Infoway has made a considerable effort to report on progress, but the meaning of some figures it reports is not clear. For instance, it reports that 17 percent of Canadians live in provinces or territories where a complete electronic health record system is available. However, having a system available does not mean health care professionals are using it.

This is a highly complex initiative. Meeting the significant challenges that lie ahead will take the collaboration of Infoway, all provinces and territories, and other stakeholders.

Acquiring Military Vehicles for Use in Afghanistan

My Report today also looks at how National Defence purchased vehicles that were urgently needed to protect Canadian Forces in Afghanistan. National Defence and Public Works and Government Services Canada worked together to fast-track the purchase of these vehicles.

In three of the four projects we looked at, National Defence has determined that the vehicles have met operational needs. The fourth project is nearly two years behind schedule and is projected to cost at least double the amount originally approved by the government.

Region pointing data
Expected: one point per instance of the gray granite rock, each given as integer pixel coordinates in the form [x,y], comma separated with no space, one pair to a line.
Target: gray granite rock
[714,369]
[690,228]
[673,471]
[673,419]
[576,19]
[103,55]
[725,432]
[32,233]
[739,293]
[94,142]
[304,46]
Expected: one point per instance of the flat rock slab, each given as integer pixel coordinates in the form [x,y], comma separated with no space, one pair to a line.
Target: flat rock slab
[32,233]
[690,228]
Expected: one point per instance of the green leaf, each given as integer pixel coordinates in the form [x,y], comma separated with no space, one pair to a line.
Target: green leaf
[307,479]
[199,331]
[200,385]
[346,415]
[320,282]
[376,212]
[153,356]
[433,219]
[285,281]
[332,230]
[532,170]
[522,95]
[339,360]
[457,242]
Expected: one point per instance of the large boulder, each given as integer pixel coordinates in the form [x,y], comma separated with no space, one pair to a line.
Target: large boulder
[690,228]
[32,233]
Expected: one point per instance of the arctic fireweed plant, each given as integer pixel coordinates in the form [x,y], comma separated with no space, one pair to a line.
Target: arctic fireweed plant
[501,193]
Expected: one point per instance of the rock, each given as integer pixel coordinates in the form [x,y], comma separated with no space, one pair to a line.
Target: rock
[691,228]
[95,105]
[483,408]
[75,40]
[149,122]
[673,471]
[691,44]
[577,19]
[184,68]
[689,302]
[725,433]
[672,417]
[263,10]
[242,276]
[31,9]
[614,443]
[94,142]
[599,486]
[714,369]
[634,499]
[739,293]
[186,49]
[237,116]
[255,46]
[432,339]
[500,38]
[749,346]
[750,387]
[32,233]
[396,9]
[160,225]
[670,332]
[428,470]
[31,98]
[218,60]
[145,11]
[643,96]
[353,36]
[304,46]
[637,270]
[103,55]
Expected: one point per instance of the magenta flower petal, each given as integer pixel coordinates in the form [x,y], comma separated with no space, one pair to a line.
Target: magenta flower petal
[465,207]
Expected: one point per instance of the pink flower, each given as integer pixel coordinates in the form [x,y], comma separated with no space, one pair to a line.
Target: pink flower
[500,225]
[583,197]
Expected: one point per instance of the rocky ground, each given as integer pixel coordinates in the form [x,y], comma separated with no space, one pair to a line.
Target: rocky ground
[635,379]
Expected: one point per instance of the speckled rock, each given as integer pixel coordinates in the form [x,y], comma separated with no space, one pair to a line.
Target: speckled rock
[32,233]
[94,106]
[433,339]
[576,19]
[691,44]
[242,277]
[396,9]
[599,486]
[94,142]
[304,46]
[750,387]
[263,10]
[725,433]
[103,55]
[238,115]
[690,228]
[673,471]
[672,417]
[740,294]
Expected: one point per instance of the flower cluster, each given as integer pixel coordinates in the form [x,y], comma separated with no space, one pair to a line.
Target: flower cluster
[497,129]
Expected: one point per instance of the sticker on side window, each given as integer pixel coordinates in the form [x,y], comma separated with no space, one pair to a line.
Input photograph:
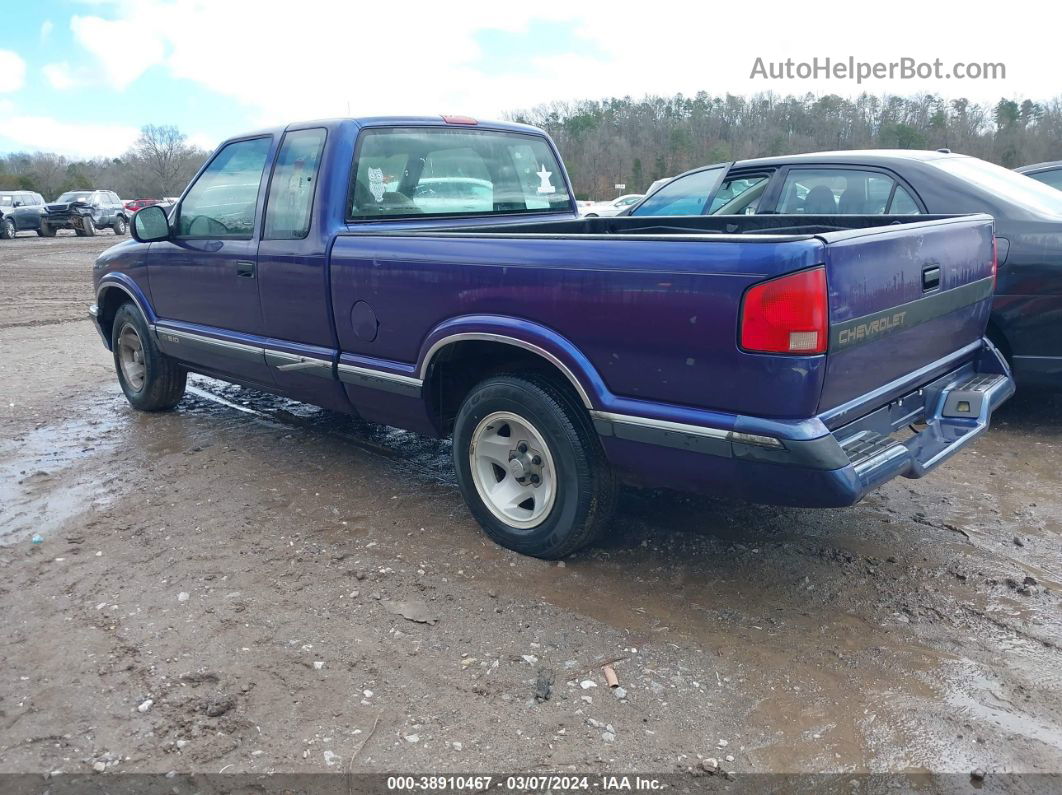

Problems to work on →
#1 Copy the passage from the excerpt on Infoway and military vehicle purchases, from "Infoway has made" up to and including "of these vehicles.".
#2 Proceed with the excerpt on Infoway and military vehicle purchases, picking up after its final sentence.

Task responses →
#1
Infoway has made a considerable effort to report on progress, but the meaning of some figures it reports is not clear. For instance, it reports that 17 percent of Canadians live in provinces or territories where a complete electronic health record system is available. However, having a system available does not mean health care professionals are using it.

This is a highly complex initiative. Meeting the significant challenges that lie ahead will take the collaboration of Infoway, all provinces and territories, and other stakeholders.

Acquiring Military Vehicles for Use in Afghanistan

My Report today also looks at how National Defence purchased vehicles that were urgently needed to protect Canadian Forces in Afghanistan. National Defence and Public Works and Government Services Canada worked together to fast-track the purchase of these vehicles.

#2
National Defence needs to develop a process geared to managing urgent acquisitions. It should also examine whether there are lessons from these projects that can be applied to its regular acquisitions.

Land Management and Environmental Protection on Reserves

We also examined how Indian and Northern Affairs Canada and Environment Canada have carried out the federal government’s responsibilities for land management and environmental protection on reserve lands.

There are few federal regulations that apply to environmental protection on reserves, and the federal government has taken little action to change this. As a result, people living on reserves have significantly less protection from environmental threats than other communities.

We found that most landfills on reserves operate without permits, monitoring, or enforcement by Indian and Northern Affairs, as do sewage treatment and disposal.

We also found that despite the Department’s commitment to transfer more control to First Nations over the management of their lands and resources, access to land management programs and training is limited.

A healthy environment and control over the management of land and resources are critical to sustainable economic development. Without them, opportunities for First Nations to improve their quality of life and approach the standard of health and well-being enjoyed in other communities are severely restricted.

Emergency Management—Public Safety Canada

Turning to emergency management, the government must be ready to respond quickly and effectively when emergencies arise. Canada needs to have a planned and coordinated approach in place so that federal, provincial, and municipal agencies know what part they will play in managing a crisis.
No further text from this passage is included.